━━━━━ SUPPLIED RECORDS ━━━━━
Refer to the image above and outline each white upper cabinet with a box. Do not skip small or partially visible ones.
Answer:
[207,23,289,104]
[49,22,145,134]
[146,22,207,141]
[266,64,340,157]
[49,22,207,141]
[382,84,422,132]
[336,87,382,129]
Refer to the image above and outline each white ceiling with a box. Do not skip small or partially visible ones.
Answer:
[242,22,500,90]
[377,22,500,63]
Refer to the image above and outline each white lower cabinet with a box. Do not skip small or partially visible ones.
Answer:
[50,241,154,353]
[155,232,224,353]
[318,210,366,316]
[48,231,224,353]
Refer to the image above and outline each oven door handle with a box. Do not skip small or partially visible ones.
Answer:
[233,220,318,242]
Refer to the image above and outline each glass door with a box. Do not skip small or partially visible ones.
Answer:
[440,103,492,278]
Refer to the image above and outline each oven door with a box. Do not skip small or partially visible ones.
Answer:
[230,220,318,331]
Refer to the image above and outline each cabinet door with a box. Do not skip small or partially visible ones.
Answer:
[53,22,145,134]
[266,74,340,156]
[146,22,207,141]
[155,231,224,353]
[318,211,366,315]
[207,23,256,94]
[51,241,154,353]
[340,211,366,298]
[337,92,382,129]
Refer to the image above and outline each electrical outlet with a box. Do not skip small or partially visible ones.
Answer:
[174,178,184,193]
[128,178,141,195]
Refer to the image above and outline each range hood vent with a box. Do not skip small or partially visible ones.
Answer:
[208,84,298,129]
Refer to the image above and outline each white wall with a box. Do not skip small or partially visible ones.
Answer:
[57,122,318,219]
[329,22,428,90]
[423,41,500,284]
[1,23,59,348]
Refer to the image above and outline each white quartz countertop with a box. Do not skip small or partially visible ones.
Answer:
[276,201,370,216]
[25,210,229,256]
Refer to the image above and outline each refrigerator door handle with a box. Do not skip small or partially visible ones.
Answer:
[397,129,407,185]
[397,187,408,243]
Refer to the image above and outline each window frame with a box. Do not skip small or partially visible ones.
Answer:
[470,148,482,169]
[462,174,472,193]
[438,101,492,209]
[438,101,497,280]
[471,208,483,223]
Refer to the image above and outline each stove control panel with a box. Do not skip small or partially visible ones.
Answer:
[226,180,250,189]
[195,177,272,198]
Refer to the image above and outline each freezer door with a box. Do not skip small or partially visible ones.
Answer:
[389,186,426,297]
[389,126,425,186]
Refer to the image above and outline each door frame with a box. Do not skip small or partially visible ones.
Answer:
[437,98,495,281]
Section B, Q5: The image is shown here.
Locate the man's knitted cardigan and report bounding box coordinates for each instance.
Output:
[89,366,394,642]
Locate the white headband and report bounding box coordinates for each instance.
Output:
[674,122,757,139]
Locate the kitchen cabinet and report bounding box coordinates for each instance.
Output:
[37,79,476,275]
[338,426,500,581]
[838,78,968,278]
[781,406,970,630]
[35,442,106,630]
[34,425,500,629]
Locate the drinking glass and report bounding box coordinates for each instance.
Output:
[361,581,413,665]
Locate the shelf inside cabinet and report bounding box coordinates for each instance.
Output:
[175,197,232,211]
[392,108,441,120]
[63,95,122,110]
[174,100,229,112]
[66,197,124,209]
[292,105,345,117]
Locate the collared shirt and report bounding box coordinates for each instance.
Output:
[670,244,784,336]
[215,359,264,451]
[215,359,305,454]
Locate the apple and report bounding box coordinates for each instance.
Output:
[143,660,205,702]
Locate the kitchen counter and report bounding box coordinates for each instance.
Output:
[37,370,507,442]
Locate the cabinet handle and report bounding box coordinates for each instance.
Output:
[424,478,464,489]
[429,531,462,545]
━━━━━
-- EXERCISE DETAILS --
Return every line of the listing above, unchanged.

-- SOLUTION FOR THIS TASK --
Refer to the image above and outline each white upper cabinet with a box. Do not skip small or partially visible ones.
Answer:
[207,23,289,104]
[49,22,145,134]
[146,22,207,141]
[266,64,340,157]
[49,22,207,141]
[382,84,422,132]
[336,87,382,129]
Refer to the image above and outline each white ceiling with a box. Do not skip small or partially visible ones.
Answer:
[242,22,500,90]
[377,22,500,63]
Refer to the image above and outline each white lower cabinet with a box. Do not skip small or partially visible ones.
Answer:
[50,241,154,353]
[155,232,224,353]
[318,210,366,316]
[48,231,224,353]
Refer to the image above and outline each oven door handle with a box. Do not skip small or partially visible ones.
Answer:
[233,220,318,242]
Refer to the image above and outline each glass door with a box. Do not skip small or partially visible ones.
Answer:
[440,103,492,278]
Refer to the image above and outline each oven door with a box. Do not skip small or partially visible ones.
Answer:
[230,220,318,331]
Refer to the image above and outline each cabinet door with a box. Do not skip small or partially visible ones.
Answer:
[53,22,145,134]
[266,74,340,156]
[146,22,207,141]
[155,231,224,353]
[318,211,366,315]
[207,23,256,94]
[51,241,154,353]
[340,211,366,298]
[337,92,382,129]
Refer to the image above and outline each electrical outlet with a box. Do not skip small or partially visible ones.
Answer:
[174,178,184,193]
[128,178,141,195]
Refer to the image above and outline each range hood vent with a box. Do not skip small or partially visible ones.
Answer:
[208,84,298,129]
Refer to the image above and outline each white wall with a box. Do not skip small or partially visible ones.
Answer:
[57,122,318,219]
[329,22,428,90]
[423,41,500,284]
[1,23,59,348]
Refer to the image above and outline each white quartz countertop with a box. Do not skip small or partially visible ones.
Answer:
[276,201,370,216]
[25,210,229,256]
Refer to the image above and outline each refrigerator door handle with a box. Do not skip small or partially visible ones.
Answer:
[397,129,407,185]
[397,187,408,243]
Refer to the image above and outline each window frame with a box. Do not skip small or partially visible ones.
Answer:
[470,148,482,169]
[462,174,472,193]
[438,101,492,209]
[438,101,497,280]
[471,208,483,223]
Refer to the image above and outline each stove control panel with a box. Do not skip small or partially visible ones.
Answer:
[226,180,250,189]
[195,177,272,198]
Refer to the image above and outline each freezer door with a box. Do not skip small or partially visible ones.
Answer:
[389,186,426,297]
[389,126,425,186]
Refer to the image above and outline each door frame with a box. Do not skip small or partially visible ones.
Answer:
[437,98,495,281]
Section B, Q5: The image is shown here.
Locate the man's knitted cardigan and report bounding box coordinates for each instance.
Output:
[89,366,394,642]
Locate the white headband and report bounding box coordinates for each instance.
Output:
[674,122,757,139]
Locate the kitchen cabinet and report bounding box coordinates for each instance.
Output:
[37,79,476,275]
[338,426,500,581]
[838,78,968,278]
[781,406,970,630]
[35,442,106,630]
[34,425,500,629]
Locate the drinking glass and report bounding box coordinates for each instance.
Output:
[361,581,413,665]
Locate the shelf inside cabinet and report bounding box coordinates for each instance.
Output:
[175,197,232,211]
[392,108,441,120]
[63,95,122,110]
[174,100,229,112]
[66,197,124,209]
[292,105,345,117]
Locate the collared shirt and report bounding box coordinates for each instance.
Output:
[670,244,784,336]
[215,359,264,451]
[215,359,305,454]
Locate the apple and report bounding box coordinates for each instance.
Output:
[143,660,205,702]
Locate the kitchen counter and report bounding box coordinates for each instance.
Output:
[37,370,507,442]
Locate the cabinet handle and report bounding box coordinates for each instance.
Output:
[424,478,464,489]
[429,531,462,545]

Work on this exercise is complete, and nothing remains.